▸ Estratto del documento
______________________________

Immoderatamente assenti

di Gianluca Ranzi

 

Nelle fotografie della Mattanza scattate da Monzino a Favignana nel 1995 sono molte le cose che mancano. Manca l’ipocrisia e la faciloneria di un estraneo che pensa di arrivare sul posto, scattare delle foto e ripartire col primo traghetto del giorno dopo; manca l’arroganza del reportage di costume che si sofferma sul sangue e sui muscoli per fare più audience; manca la completezza documentaria con la preparazione delle reti e delle barche, la partenza dal porto e l’arrivo alla “camera della morte” dove sono confluiti i tonni; mancano le scene cruente, i colpi sferrati con l’arpione, il mare che si tinge di rosso, i tonni issati a bordo e il rientro in porto; manca in definitiva la convenienza a sfruttare un tema del genere.

Oltre al suo sfruttamento Monzino si lascia alle spalle anche la sua ovvietà rappresentativa e la sua tanto decantata straordinarietà di costume, tanto che da un certo punto di vista si potrebbe argomentare che in questa serie di fotografie manca proprio la Mattanza. Eppure nessun documento visivo riesce a portarsi più vicino allo spirito di quanto si verificava a Favignana da secoli fino all’ultima Mattanza avvenuta nel 2007. Oggi infatti la Mattanza rimane solo ricordo, racconto e cimeli per riempire le sale del bel Museo Florio di Favignana – ex stabilimento di inscatolamento del tonno -, residua illusoriamente sull’etichetta scaltra di qualche confezione di tonno venduta nei negozi per turisti delle Egadi e dà persino il nome a un improbabile “Aperitivo Mattanza” servito con ragionevole senso del business in un bar locale.

La Mattanza fotografata da Monzino è molto lontana da tutto questo e va oltre la tanto amata attitudine del politically correct per cogliere non tanto la cronaca dell’evento e della sua dinamica, ma il suo spirito secolare, la sua normalità e la sua intrinseca, e anche banale, necessità. La mancanza quasi totale dell’ossessione verso la lotta e il sangue non è qui un’edulcorazione estetica né tanto meno risponde a un’esigenza di pudore rappresentativo, o peggio ancora di imbecille censura filo-ecologista, ma permette di puntare l’attenzione più sul mondo che sul modo, più sul legame che non sullo strappo, laddove il mondo e il legame sono innanzi tutto il mare. Il mare è la prima ragione di vita per i tonni e per i tonnaroti ed esso decide dell’abbondanza o della penuria, della vita e della morte, di chi lo abita e di chi lo sfrutta rispettandone l’equilibrio e restandone vittima, dall’una e dall’altra parte; quello stesso mare che è, usando il titolo di un bellissimo libro dello storico Emmanuel Le Roi Ladurie, “tempo di festa, tempo di carestia”.

______________________________

▸ Dati forniti
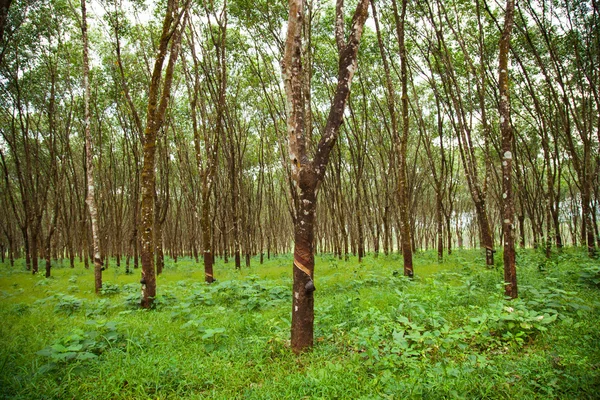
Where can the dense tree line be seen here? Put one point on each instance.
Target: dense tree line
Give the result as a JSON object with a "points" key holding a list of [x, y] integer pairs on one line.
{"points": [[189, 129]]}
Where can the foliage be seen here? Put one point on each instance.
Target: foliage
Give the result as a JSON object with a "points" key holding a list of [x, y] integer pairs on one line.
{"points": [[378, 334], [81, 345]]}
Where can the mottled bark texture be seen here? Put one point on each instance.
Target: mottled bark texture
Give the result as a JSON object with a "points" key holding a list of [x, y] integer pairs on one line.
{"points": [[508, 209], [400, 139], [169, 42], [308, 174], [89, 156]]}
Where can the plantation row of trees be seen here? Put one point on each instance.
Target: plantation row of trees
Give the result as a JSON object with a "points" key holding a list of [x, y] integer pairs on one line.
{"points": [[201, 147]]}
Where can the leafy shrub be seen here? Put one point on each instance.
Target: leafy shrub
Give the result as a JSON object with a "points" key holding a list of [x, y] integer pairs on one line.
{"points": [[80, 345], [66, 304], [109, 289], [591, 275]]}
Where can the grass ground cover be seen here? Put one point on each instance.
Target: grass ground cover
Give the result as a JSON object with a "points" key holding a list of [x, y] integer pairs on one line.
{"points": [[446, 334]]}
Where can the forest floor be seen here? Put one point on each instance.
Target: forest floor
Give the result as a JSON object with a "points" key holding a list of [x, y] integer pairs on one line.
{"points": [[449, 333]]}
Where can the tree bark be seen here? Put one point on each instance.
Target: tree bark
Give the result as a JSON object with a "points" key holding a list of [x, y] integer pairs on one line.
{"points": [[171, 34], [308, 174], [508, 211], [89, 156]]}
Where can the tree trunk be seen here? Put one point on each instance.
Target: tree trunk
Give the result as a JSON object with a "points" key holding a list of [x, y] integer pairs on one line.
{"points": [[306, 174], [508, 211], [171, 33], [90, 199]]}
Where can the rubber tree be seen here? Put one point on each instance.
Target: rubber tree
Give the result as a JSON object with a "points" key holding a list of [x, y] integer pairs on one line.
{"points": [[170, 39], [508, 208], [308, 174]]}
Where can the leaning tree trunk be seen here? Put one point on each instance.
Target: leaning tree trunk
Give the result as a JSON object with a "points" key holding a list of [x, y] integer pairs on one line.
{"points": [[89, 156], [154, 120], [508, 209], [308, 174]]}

______________________________

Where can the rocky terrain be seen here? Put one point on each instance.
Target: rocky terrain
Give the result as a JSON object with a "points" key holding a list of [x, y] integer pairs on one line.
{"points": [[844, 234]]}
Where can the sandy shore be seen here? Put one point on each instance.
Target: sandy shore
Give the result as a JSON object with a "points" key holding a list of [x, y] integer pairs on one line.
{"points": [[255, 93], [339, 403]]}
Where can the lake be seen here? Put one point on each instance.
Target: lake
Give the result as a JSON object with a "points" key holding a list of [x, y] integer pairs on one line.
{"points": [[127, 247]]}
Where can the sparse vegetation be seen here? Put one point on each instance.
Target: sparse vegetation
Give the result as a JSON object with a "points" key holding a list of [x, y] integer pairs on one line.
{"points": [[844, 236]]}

______________________________

▸ Richieste
1. Secondo il testo sulle fotografie della Mattanza, in quale anno si è svolta l'ultima Mattanza a Favignana?
2. Indichi se ciascuna delle seguenti affermazioni concorda con il testo sulle fotografie della Mattanza, riportando le parole decisive del testo: (a) Monzino scattò le fotografie a Favignana nel 1995. (b) Il Museo Florio di Favignana era in passato uno stabilimento di inscatolamento del tonno. (c) Nelle fotografie compare il mare che si tinge di rosso.
3. Prosegua il testo sulle fotografie della Mattanza a partire dall'ultima frase riportata.

▸ Risposte alle richieste
1. Nel 2007.

2.
(a) Sì: «scattate da Monzino a Favignana nel 1995».
(b) Sì: «ex stabilimento di inscatolamento del tonno».
(c) No: «mancano le scene cruente, i colpi sferrati con l’arpione, il mare che si tinge di rosso».

3.
Monzino si è avvicinato al mare e alle sue storie di pesci e di uomini con la delicatezza e la lentezza di un antropologo che va sul posto a studiare qualcosa che ancora non conosce e ha prodotto un lavoro che non ha la meticolosità omnicomprensiva della ricerca scientifica ma possiede la capacità ispiratrice e l’evidenza evocatrice della poesia.

In fin dei conti, come sostiene Mario Trevi, mentre quando lo scienziato parla della natura spiega per poter comprendere, il poeta prima la comprende per poterla poi eventualmente spiegare. Il poeta e l’artista possiedono questa capacità prodigiosa di comprendere, di penetrare oltre la barriera del fatto nudo e crudo per coglierne l’energia di fondo che lo anima, avvicinandosi alla ragione del manifestarsi del ciclo continuo della nascita e della morte, della sopravvivenza e dell’estinzione. Monzino ricorda con il suo lavoro che chi comprende tutto e decide dell’oblio, della ricchezza, della sazietà, della fame e della tragedia è il mare, che, come ha scritto Achille Bonito Oliva su questo lavoro, è: “materia viva di persone, cose e animali che si trasforma nello spasma di immagini istantanee. Ironica testimonianza del transito della vita alla morte e viceversa accompagnato dal luccichio di pesci che non parlano ma risplendono”.

Anche queste foto non parlano, non illustrano, non documentano, non provano una tesi ma risplendono di una cultura antica che ha avuto la sua ragion d’essere e che oggi, per tanti motivi che non hanno necessariamente a che fare con l’ambiente e con la natura, non esiste più. Qui invece il fuoco dell’azione ritorna ad essere il mare e Monzino col mare di Favignana ha convissuto, interrogandolo, guardandolo attentamente, rispettandolo, ammirandolo e anche temendolo. Prima di scattare le sue immagini si è aggirato per i luoghi dei pescatori, ne è con fatica diventato presenza familiare, si è fatto accettare e benvolere con il garbo, la modestia, la tenacia e la forza morale che distinguono i suoi modi, è stato preso a bordo quando altre troupe televisive e altri fotografi venivano rifiutati dal Rais e rispediti a casa. Questo spiega anche perché il suo sguardo fotografico non è mai banalmente frontale ma svela le cose lentamente e si serve della serie per aggirare il soggetto e riprenderlo senza violentarlo, senza bruciarlo nell’evidenza rappresentativa, ma cogliendolo in parte impreparato, fuori da ogni posa artificiale o convenzionale, quasi al confine della sua rappresentatività. E il confine in questo caso è dato dal mare, che avvolge le figure fino a trasfigurarle, smangiandone i confini, risolvendole nel baluginare di un colpo di pinna e facendole così passare dalla cronaca alla storia, dalla documentazione all’arte, tanto che qui anche i grigi che nascono dai dialoghi del bianco e del nero e che sfumano i contorni delle figure possiedono l’enigmatica bellezza del complesso universo della condizione umana.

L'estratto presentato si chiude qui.